On 11 November 1985, Brooke was among 16 First World War poets commemorated on a slate monument unveiled in Poets' Corner in Westminster Abbey. The inscription on the stone was written by a fellow war poet, Wilfred Owen. It reads: "My subject is War, and the pity of War. The Poetry is in the pity."

The wooden cross that marked Brooke's grave on Skyros, which was painted and carved with his name, was removed when a permanent memorial was made there. His mother, Mary Ruth Brooke, had the cross brought to Rugby, to the family plot at Clifton Road Cemetery. Because of erosion in the open air, it was removed from the cemetery in 2008 and replaced by a more permanent marker. The Skyros cross is now at Rugby School with the memorials of other Old Rugbeians.

The first stanza of "The Dead" is inscribed onto the base of the Royal Naval Division War Memorial in London.

The Cenotaph in Wellington, New Zealand, has the words from "The Dead","These laid the world away; poured out the red Sweet wine of youth; gave up the years to be Of work and joy, and that unhoped serene, That men call age; and those who would have been, Their sons, they gave, their immortality" inscribed on the pediment.

In 1988, the sculptor Ivor Roberts-Jones was commissioned to produce a statue of Brooke at Regent Place, a small triangular open space, in his birth town of Rugby, Warwickshire. The statue was unveiled by Mary Archer.

American adventurer Richard Halliburton made preparations for writing a biography of Brooke, meeting his mother and others who had known the poet, and corresponding widely and collecting copious notes, but he died before writing the manuscript. Halliburton's notes were used by Arthur Springer to write Red Wine of Youth: A Biography of Rupert Brooke.

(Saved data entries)
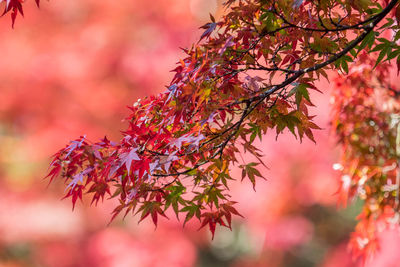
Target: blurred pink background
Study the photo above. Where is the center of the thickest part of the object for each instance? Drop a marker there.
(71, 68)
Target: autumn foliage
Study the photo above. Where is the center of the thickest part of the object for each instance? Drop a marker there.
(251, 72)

* * *

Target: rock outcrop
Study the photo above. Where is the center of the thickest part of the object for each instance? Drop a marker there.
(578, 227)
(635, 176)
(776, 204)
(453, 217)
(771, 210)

WORK ORDER A:
According to the passage on memorials to Rupert Brooke, where is the wooden cross from his grave on Skyros kept now?
WORK ORDER B:
Sum up the passage on memorials to Rupert Brooke in two sentences.
WORK ORDER C:
Extend the passage on memorials to Rupert Brooke, starting after its last sentence.

RESULT A:
It is at Rugby School with the memorials of other Old Rugbeians.

RESULT B:
Brooke is commemorated in Poets' Corner in Westminster Abbey, by lines from "The Dead" on memorials in London and Wellington, and by a 1988 statue in his birth town of Rugby, while the wooden cross from his Skyros grave was moved to Rugby and is now at Rugby School. Richard Halliburton collected material for a biography of Brooke but died before writing it, and Arthur Springer used his notes to write Red Wine of Youth: A Biography of Rupert Brooke.

RESULT C:
However, in 1919, Lord Alfred Douglas (in the afterword of his Collected Poems) wrote: "... never before in the history of English literature has poetry sunk so low. When a nation which has produced Shakespeare and Marlowe and Chaucer and Milton and Shelley and Wordsworth and Byron and Keats and Tennyson and Blake can seriously lash itself into enthusiasm over the puerile crudities (when they are nothing worse) of a Rupert Brooke, it simply means that poetry is despised and dishonoured and that sane criticism is dead or moribund."

In popular culture
 Frederick Septimus Kelly wrote his "Elegy, In Memoriam Rupert Brooke for harp and strings" after attending Brooke's death and funeral. He also took Brooke's notebooks containing important late poems for safekeeping and later returned them to England.
Brooke was an inspiration to John Gillespie Magee Jr., who attended Rugby a generation later and won the same poetry prize as his predecessor. Magee is best known for his poems "High Flight" and "Sonnet to Rupert Brooke". 
F. Scott Fitzgerald's debut novel, This Side of Paradise (1920), opens with the quotation "Well this side of Paradise!… There's little comfort in the wise. — Rupert Brooke". Rupert Brooke is also referenced in other parts of the book.
Dutch composer Marjo Tal set several of Brooke's poems to music.
Charles Ives set to music a portion of Brooke's poem "The Old Vicarage, Grantchester" in his 114 Songs published in 1921.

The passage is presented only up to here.